* [GIVEN RECORDS]:
-- Opening Marker --

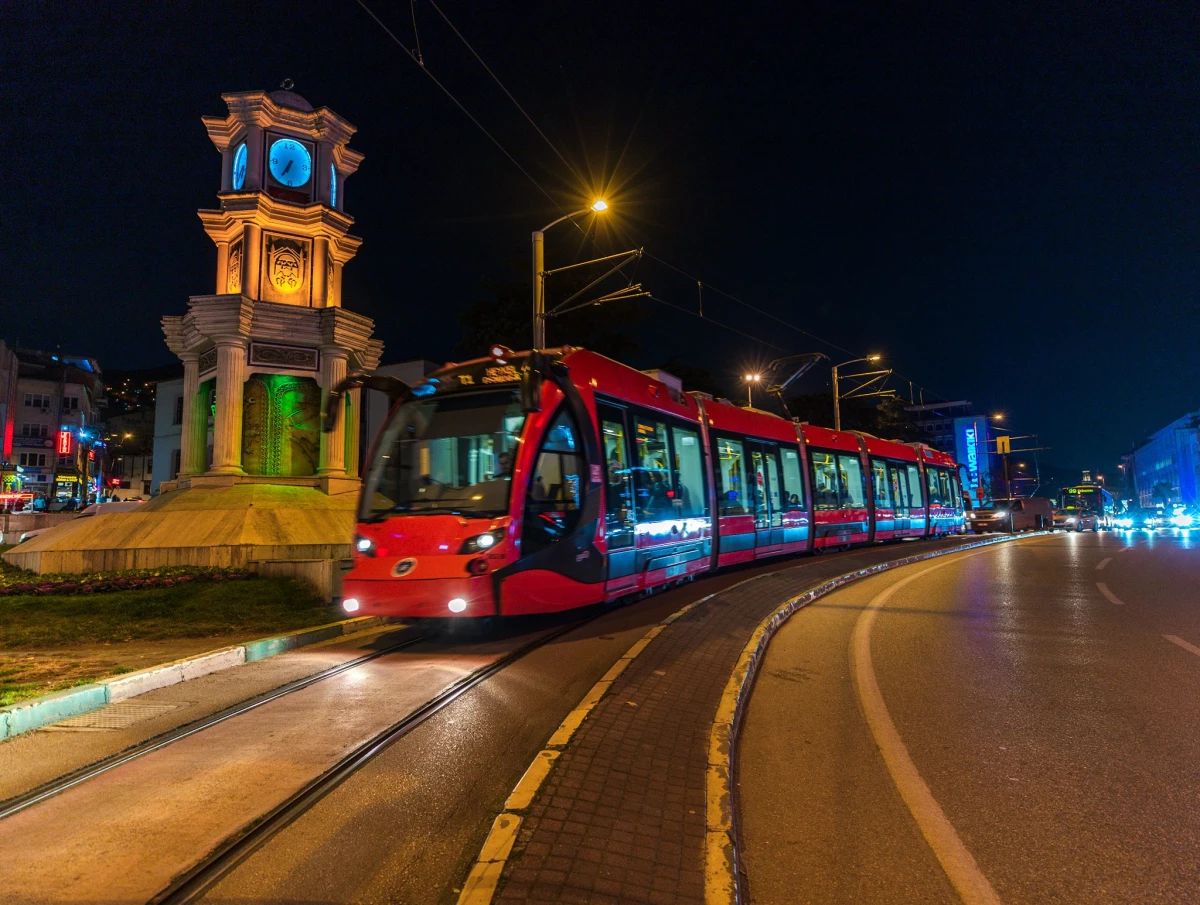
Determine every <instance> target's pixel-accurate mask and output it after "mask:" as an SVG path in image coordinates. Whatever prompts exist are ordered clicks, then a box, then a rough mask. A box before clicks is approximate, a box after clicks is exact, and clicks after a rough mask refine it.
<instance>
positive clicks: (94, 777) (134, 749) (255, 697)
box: [0, 635, 433, 820]
mask: <svg viewBox="0 0 1200 905" xmlns="http://www.w3.org/2000/svg"><path fill="white" fill-rule="evenodd" d="M431 637H433V636H432V635H419V636H418V637H412V639H406V640H403V641H401V642H398V643H395V645H389V646H388V647H384V648H382V649H379V651H373V652H371V653H370V654H364V655H362V657H355V658H354V659H353V660H347V661H346V663H341V664H338V665H337V666H330V667H329V669H328V670H322V671H320V672H316V673H313V675H312V676H306V677H304V678H299V679H295V681H293V682H289V683H287V684H286V685H280V687H278V688H276V689H272V690H270V691H266V693H264V694H260V695H257V696H254V697H251V699H250V700H247V701H242V702H240V703H235V705H233V706H232V707H227V708H226V709H223V711H218V712H217V713H214V714H211V715H209V717H202V718H200V719H198V720H194V721H193V723H187V724H185V725H182V726H179V727H176V729H173V730H168V731H167V732H164V733H162V735H158V736H155V737H154V738H149V739H146V741H144V742H139V743H137V744H134V745H132V747H131V748H126V749H125V750H122V751H118V753H116V754H113V755H109V756H108V757H104V759H102V760H98V761H96V762H95V763H89V765H88V766H86V767H80V768H78V769H74V771H71V772H70V773H65V774H64V775H61V777H56V778H54V779H52V780H50V781H48V783H43V784H42V785H40V786H36V787H35V789H31V790H29V791H28V792H23V793H20V795H18V796H13V797H12V798H7V799H5V801H2V802H0V820H4V819H5V817H11V816H12V815H13V814H18V813H19V811H23V810H25V809H26V808H32V807H34V805H35V804H40V803H42V802H44V801H46V799H47V798H53V797H54V796H56V795H61V793H62V792H65V791H67V790H70V789H74V787H76V786H78V785H80V784H83V783H86V781H88V780H89V779H95V778H96V777H98V775H101V774H103V773H108V772H109V771H112V769H116V768H118V767H120V766H122V765H125V763H128V762H130V761H134V760H137V759H138V757H144V756H145V755H148V754H152V753H154V751H157V750H161V749H163V748H166V747H167V745H170V744H174V743H175V742H179V741H180V739H184V738H187V737H188V736H194V735H196V733H197V732H203V731H204V730H206V729H211V727H212V726H216V725H217V724H220V723H224V721H226V720H230V719H233V718H234V717H240V715H242V714H244V713H250V712H251V711H254V709H257V708H259V707H262V706H263V705H266V703H270V702H271V701H277V700H278V699H281V697H284V696H286V695H290V694H293V693H295V691H300V690H302V689H305V688H308V687H310V685H314V684H317V683H318V682H323V681H325V679H328V678H332V677H334V676H337V675H340V673H342V672H346V671H347V670H353V669H354V667H356V666H361V665H362V664H365V663H370V661H371V660H377V659H378V658H380V657H386V655H388V654H394V653H396V652H397V651H402V649H404V648H406V647H412V646H413V645H418V643H420V642H421V641H427V640H428V639H431Z"/></svg>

-- Closing Marker --

* [EXERCISE INSTRUCTIONS]:
Copy out the lines from the first line through the line containing "box: [0, 635, 433, 820]", omitting the picture.

* [RESPONSE TO THIS EXERCISE]:
Determine every <instance> target's pixel-accurate mask and output it after "mask:" as an SVG path in image coordinates. Whatever prompts exist are ordered clicks, then a box, then a rough mask. A box before clicks is approximate, a box after clicks is exact, and clicks after a rough mask refine it.
<instance>
positive clicks: (94, 777) (134, 749) (255, 697)
box: [0, 635, 433, 820]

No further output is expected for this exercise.